Segmentation dataset entries
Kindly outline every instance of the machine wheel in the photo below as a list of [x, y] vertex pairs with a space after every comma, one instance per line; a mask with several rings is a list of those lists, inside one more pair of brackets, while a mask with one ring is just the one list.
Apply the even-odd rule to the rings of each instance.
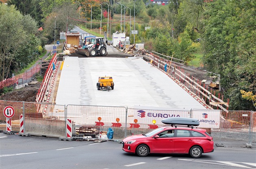
[[189, 151], [189, 154], [190, 156], [195, 158], [198, 158], [202, 155], [202, 149], [198, 146], [195, 146], [192, 147]]
[[97, 83], [97, 89], [98, 90], [100, 90], [100, 84]]
[[136, 154], [140, 157], [145, 157], [149, 153], [149, 148], [145, 144], [141, 144], [136, 148]]
[[102, 56], [104, 56], [106, 54], [106, 51], [105, 47], [102, 47], [100, 49], [100, 54]]
[[113, 90], [114, 90], [114, 82], [113, 82], [113, 86], [111, 86], [111, 89]]
[[97, 55], [97, 51], [94, 48], [90, 49], [90, 56], [95, 56]]

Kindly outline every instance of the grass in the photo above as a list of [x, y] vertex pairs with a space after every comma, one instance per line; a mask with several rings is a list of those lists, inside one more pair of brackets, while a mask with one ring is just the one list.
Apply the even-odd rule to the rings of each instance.
[[189, 66], [195, 67], [201, 67], [201, 58], [203, 57], [203, 54], [200, 53], [195, 53], [195, 58], [189, 63]]
[[[41, 59], [43, 57], [43, 56], [46, 53], [47, 51], [46, 50], [45, 51], [43, 52], [43, 53], [42, 53], [38, 56], [38, 58]], [[33, 62], [31, 62], [28, 66], [27, 66], [26, 68], [23, 68], [22, 69], [19, 71], [19, 72], [18, 72], [17, 74], [19, 74], [23, 73], [24, 73], [26, 72], [26, 71], [27, 71], [27, 70], [28, 70], [28, 69], [29, 69], [29, 68], [31, 67], [34, 64], [35, 64], [37, 62], [38, 60], [38, 59], [37, 59], [34, 60], [34, 61], [33, 61]]]

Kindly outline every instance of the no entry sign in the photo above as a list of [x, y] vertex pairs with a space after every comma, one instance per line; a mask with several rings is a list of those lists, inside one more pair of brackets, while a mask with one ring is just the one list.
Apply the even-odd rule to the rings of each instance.
[[4, 115], [7, 118], [11, 118], [14, 115], [14, 109], [10, 106], [6, 107], [4, 109]]

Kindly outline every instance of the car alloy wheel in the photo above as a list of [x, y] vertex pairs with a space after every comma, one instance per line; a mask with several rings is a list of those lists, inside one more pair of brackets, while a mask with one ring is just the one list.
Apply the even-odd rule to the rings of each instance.
[[145, 157], [147, 156], [149, 153], [149, 148], [146, 145], [142, 144], [138, 146], [136, 152], [139, 156]]
[[190, 150], [189, 154], [193, 158], [199, 158], [202, 155], [202, 149], [199, 146], [194, 146]]

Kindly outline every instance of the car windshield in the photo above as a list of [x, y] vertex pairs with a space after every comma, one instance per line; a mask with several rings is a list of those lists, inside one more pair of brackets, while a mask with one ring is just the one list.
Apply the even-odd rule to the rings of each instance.
[[147, 137], [151, 137], [152, 136], [155, 135], [156, 133], [158, 133], [160, 131], [162, 131], [163, 130], [163, 129], [162, 128], [157, 128], [156, 129], [152, 130], [151, 131], [150, 131], [148, 133], [147, 133], [145, 134], [144, 135]]

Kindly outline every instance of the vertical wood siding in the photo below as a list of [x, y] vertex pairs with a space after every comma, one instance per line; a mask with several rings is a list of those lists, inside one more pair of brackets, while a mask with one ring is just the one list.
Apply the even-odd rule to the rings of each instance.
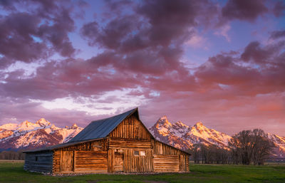
[[[26, 169], [38, 169], [32, 164], [34, 154], [26, 154]], [[38, 165], [45, 171], [52, 167], [53, 174], [189, 171], [189, 155], [152, 138], [135, 115], [104, 139], [42, 155], [46, 157]]]
[[189, 171], [189, 155], [170, 145], [152, 141], [155, 172]]
[[108, 152], [104, 151], [76, 151], [75, 172], [108, 172]]
[[179, 155], [153, 155], [155, 172], [179, 172]]
[[51, 172], [53, 167], [53, 152], [42, 152], [26, 153], [24, 169], [26, 170]]
[[125, 119], [114, 130], [110, 137], [125, 139], [140, 139], [150, 140], [150, 135], [135, 115]]

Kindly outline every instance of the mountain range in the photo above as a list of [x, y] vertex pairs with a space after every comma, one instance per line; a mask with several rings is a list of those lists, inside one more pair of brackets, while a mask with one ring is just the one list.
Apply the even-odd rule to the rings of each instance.
[[[202, 122], [193, 126], [187, 126], [181, 121], [172, 124], [166, 116], [160, 117], [148, 130], [156, 139], [185, 150], [197, 143], [216, 145], [227, 148], [228, 142], [232, 139], [226, 133], [205, 127]], [[269, 133], [267, 135], [276, 146], [272, 152], [272, 157], [285, 158], [285, 137]]]
[[[66, 142], [83, 129], [76, 124], [58, 127], [43, 118], [35, 123], [8, 123], [0, 126], [0, 150], [28, 150]], [[205, 127], [202, 122], [188, 126], [181, 121], [171, 123], [166, 116], [160, 117], [148, 130], [158, 140], [184, 150], [197, 143], [226, 148], [232, 138], [226, 133]], [[285, 158], [285, 137], [273, 134], [268, 134], [268, 137], [276, 145], [273, 156]]]
[[76, 124], [58, 127], [44, 118], [0, 126], [0, 150], [28, 150], [68, 142], [83, 128]]

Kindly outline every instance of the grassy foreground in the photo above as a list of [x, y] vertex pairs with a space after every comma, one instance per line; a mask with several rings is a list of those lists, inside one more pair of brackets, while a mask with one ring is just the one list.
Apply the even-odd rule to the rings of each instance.
[[23, 169], [23, 162], [0, 162], [0, 182], [285, 182], [285, 164], [191, 164], [191, 172], [160, 174], [86, 174], [53, 177]]

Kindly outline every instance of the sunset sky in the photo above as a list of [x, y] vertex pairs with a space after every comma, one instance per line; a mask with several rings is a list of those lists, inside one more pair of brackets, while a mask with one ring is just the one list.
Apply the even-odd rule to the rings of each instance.
[[0, 125], [136, 107], [285, 136], [285, 1], [0, 0]]

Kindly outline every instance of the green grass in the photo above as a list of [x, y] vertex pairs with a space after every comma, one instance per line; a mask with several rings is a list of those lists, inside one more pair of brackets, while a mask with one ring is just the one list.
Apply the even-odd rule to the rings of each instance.
[[53, 177], [23, 169], [23, 162], [0, 162], [0, 182], [285, 182], [285, 164], [191, 164], [191, 172], [159, 174], [86, 174]]

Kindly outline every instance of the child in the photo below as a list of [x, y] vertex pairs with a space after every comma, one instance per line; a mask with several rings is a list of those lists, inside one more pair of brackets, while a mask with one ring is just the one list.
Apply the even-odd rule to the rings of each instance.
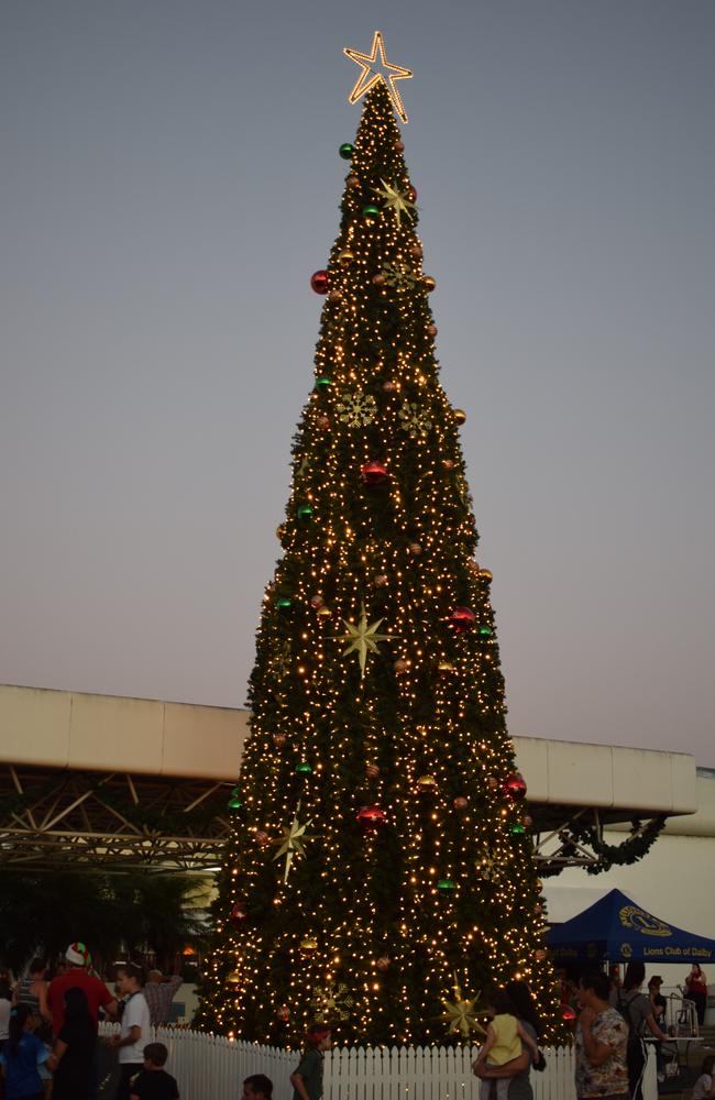
[[320, 1100], [322, 1096], [323, 1052], [330, 1049], [330, 1027], [314, 1024], [306, 1035], [300, 1065], [290, 1074], [293, 1100]]
[[43, 1100], [37, 1066], [47, 1060], [47, 1047], [33, 1034], [38, 1021], [26, 1004], [10, 1010], [8, 1042], [2, 1054], [6, 1100]]
[[241, 1100], [273, 1100], [273, 1081], [265, 1074], [252, 1074], [243, 1082]]
[[693, 1100], [708, 1100], [710, 1097], [715, 1097], [714, 1067], [715, 1054], [708, 1054], [703, 1059], [703, 1065], [700, 1067], [700, 1077], [693, 1086]]
[[79, 986], [65, 990], [65, 1015], [47, 1067], [55, 1075], [54, 1100], [89, 1096], [94, 1079], [97, 1031], [89, 1014], [87, 993]]
[[131, 1100], [179, 1100], [178, 1086], [164, 1069], [168, 1050], [163, 1043], [144, 1047], [144, 1068], [131, 1085]]
[[[531, 1050], [536, 1062], [539, 1048], [514, 1015], [514, 1009], [506, 993], [493, 993], [487, 1000], [487, 1009], [492, 1013], [492, 1022], [486, 1028], [486, 1042], [480, 1050], [480, 1062], [485, 1059], [487, 1066], [506, 1066], [507, 1062], [518, 1058], [521, 1054], [521, 1043]], [[507, 1100], [509, 1077], [496, 1079], [497, 1100]], [[483, 1078], [480, 1088], [480, 1100], [490, 1100], [492, 1079]]]

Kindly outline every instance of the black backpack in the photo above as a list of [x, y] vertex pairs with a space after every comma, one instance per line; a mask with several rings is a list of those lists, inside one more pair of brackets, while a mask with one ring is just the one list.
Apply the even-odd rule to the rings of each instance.
[[618, 990], [618, 1002], [616, 1004], [618, 1012], [628, 1024], [626, 1065], [628, 1066], [628, 1087], [632, 1097], [640, 1096], [639, 1086], [644, 1076], [644, 1069], [646, 1068], [646, 1062], [648, 1060], [645, 1040], [642, 1035], [638, 1034], [638, 1028], [634, 1024], [630, 1014], [630, 1005], [638, 996], [638, 993], [634, 993], [626, 1000], [620, 990]]

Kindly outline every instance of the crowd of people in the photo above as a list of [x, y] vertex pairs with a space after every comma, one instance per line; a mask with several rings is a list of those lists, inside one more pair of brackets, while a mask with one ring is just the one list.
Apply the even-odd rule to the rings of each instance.
[[99, 1020], [119, 1021], [106, 1042], [117, 1055], [114, 1100], [178, 1100], [178, 1087], [164, 1066], [162, 1043], [151, 1028], [165, 1024], [182, 979], [122, 963], [116, 988], [92, 971], [85, 944], [70, 944], [59, 972], [47, 980], [47, 965], [35, 958], [25, 977], [12, 983], [0, 975], [0, 1066], [4, 1100], [94, 1100], [99, 1086]]
[[[656, 1043], [659, 1076], [661, 1044], [670, 1035], [666, 1023], [662, 978], [653, 975], [648, 993], [642, 963], [631, 961], [620, 980], [619, 967], [609, 974], [583, 975], [578, 986], [562, 975], [562, 1004], [573, 1009], [575, 1086], [578, 1100], [642, 1100], [647, 1063], [646, 1035]], [[107, 1040], [117, 1054], [119, 1079], [114, 1100], [178, 1100], [175, 1079], [164, 1068], [167, 1049], [152, 1043], [151, 1028], [168, 1021], [180, 978], [152, 970], [143, 982], [141, 967], [117, 966], [110, 990], [91, 970], [84, 944], [70, 944], [64, 967], [47, 980], [44, 959], [33, 959], [26, 975], [12, 985], [0, 972], [0, 1065], [4, 1100], [94, 1100], [98, 1089], [98, 1021], [120, 1021], [120, 1031]], [[684, 996], [704, 1019], [707, 986], [694, 964]], [[487, 996], [490, 1023], [474, 1063], [480, 1100], [534, 1100], [532, 1068], [543, 1068], [539, 1048], [541, 1021], [528, 986], [512, 981]], [[290, 1075], [293, 1100], [320, 1100], [323, 1058], [330, 1049], [330, 1027], [309, 1028], [300, 1062]], [[701, 1067], [692, 1100], [715, 1100], [715, 1056]], [[51, 1084], [50, 1084], [51, 1082]], [[272, 1100], [273, 1084], [263, 1074], [243, 1082], [242, 1100]], [[0, 1097], [1, 1100], [1, 1097]]]

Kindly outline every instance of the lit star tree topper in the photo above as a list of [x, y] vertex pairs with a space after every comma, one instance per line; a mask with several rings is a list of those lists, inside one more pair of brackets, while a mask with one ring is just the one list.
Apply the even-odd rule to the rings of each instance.
[[[359, 50], [349, 50], [346, 46], [343, 50], [346, 57], [350, 57], [352, 62], [360, 65], [362, 73], [358, 77], [355, 85], [350, 92], [348, 100], [351, 103], [356, 103], [361, 96], [364, 96], [366, 91], [377, 84], [380, 80], [383, 81], [387, 91], [389, 94], [391, 102], [395, 109], [396, 114], [407, 122], [407, 112], [405, 111], [405, 105], [403, 103], [399, 91], [395, 87], [396, 80], [407, 80], [413, 76], [410, 69], [403, 68], [402, 65], [394, 65], [387, 61], [385, 56], [385, 42], [383, 40], [382, 31], [375, 31], [373, 35], [373, 52], [372, 54], [361, 54]], [[377, 54], [380, 53], [380, 64], [384, 73], [373, 73], [372, 66], [377, 59]]]

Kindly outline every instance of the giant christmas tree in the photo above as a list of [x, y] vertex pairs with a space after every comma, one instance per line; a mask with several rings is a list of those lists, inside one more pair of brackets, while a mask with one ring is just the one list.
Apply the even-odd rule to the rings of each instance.
[[219, 878], [200, 1019], [258, 1042], [298, 1044], [316, 1019], [351, 1043], [464, 1041], [487, 985], [549, 982], [393, 79], [340, 147], [342, 219], [312, 278], [327, 294], [315, 381]]

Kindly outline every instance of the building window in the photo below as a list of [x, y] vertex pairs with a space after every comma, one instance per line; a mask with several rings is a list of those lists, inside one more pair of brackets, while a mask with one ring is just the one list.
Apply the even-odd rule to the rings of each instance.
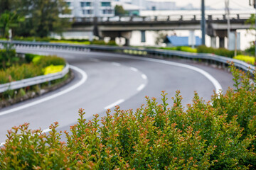
[[82, 10], [82, 14], [83, 15], [91, 15], [91, 14], [92, 14], [92, 10], [91, 10], [91, 9]]
[[70, 7], [71, 6], [71, 2], [66, 2], [66, 4], [68, 7]]
[[92, 6], [91, 2], [80, 2], [80, 3], [81, 3], [81, 7], [91, 6]]
[[112, 10], [111, 9], [103, 9], [102, 10], [102, 13], [103, 14], [112, 14]]
[[102, 6], [111, 6], [110, 2], [102, 2]]

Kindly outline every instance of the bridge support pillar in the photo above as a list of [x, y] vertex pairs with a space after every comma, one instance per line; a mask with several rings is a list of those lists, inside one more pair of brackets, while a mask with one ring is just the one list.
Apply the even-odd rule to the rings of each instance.
[[220, 47], [225, 48], [225, 37], [220, 37]]
[[129, 39], [128, 38], [125, 38], [125, 46], [129, 46]]
[[216, 48], [217, 47], [216, 42], [217, 42], [216, 37], [210, 37], [210, 47], [213, 48]]

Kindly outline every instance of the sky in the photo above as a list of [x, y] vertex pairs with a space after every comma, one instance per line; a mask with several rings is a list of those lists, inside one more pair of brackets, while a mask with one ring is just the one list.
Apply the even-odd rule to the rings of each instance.
[[[195, 7], [201, 6], [201, 0], [152, 0], [154, 1], [174, 1], [176, 6], [184, 6], [192, 4]], [[223, 8], [225, 0], [205, 0], [206, 6], [210, 6], [214, 8]], [[249, 6], [249, 0], [230, 0], [230, 6], [232, 8], [240, 8], [244, 10], [253, 9]]]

• _Short problem_:
Reproduce word for word the lines from the start of the entries through the line containing "56], [95, 56]]", including that line. Omit the picture.

• _Task solution_:
Kindly outline every instance of the machine wheel in the photo below as a list of [x, y] vertex pairs with a space after every comma, one instance per line; a mask with several rings is a list of those lists, inside one more pair of brackets, while a mask with one ring is just the one list.
Apply the even-odd rule to the rings of each instance.
[[189, 151], [189, 154], [190, 156], [195, 158], [198, 158], [202, 155], [202, 149], [198, 146], [195, 146], [192, 147]]
[[97, 83], [97, 89], [98, 90], [100, 90], [100, 84]]
[[136, 154], [140, 157], [145, 157], [149, 153], [149, 148], [145, 144], [141, 144], [136, 148]]
[[102, 56], [104, 56], [106, 54], [106, 51], [105, 47], [102, 47], [100, 49], [100, 54]]
[[113, 90], [114, 90], [114, 82], [113, 82], [113, 86], [111, 86], [111, 89]]
[[97, 55], [97, 51], [94, 48], [90, 49], [90, 56], [95, 56]]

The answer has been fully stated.